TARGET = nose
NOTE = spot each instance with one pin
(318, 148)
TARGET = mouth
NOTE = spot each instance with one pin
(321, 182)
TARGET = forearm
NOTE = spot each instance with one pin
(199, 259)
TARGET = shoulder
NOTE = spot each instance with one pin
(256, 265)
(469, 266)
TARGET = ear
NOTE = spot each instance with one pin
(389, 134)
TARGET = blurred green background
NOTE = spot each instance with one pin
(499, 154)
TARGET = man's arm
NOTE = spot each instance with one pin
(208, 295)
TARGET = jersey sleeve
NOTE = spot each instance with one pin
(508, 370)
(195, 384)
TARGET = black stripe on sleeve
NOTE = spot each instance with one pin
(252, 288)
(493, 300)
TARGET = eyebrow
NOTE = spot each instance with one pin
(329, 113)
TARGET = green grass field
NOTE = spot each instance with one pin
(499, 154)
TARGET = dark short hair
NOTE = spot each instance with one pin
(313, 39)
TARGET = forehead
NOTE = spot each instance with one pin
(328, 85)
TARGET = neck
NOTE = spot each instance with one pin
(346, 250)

==

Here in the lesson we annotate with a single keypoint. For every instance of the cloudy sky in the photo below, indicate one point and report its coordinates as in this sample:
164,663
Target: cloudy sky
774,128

### WORK TO DO
Pick out every line above that contains the word "sleeve" and copy each one. Case counts.

### THE RESULT
TARGET = jersey sleeve
TARGET = black stripe on sleeve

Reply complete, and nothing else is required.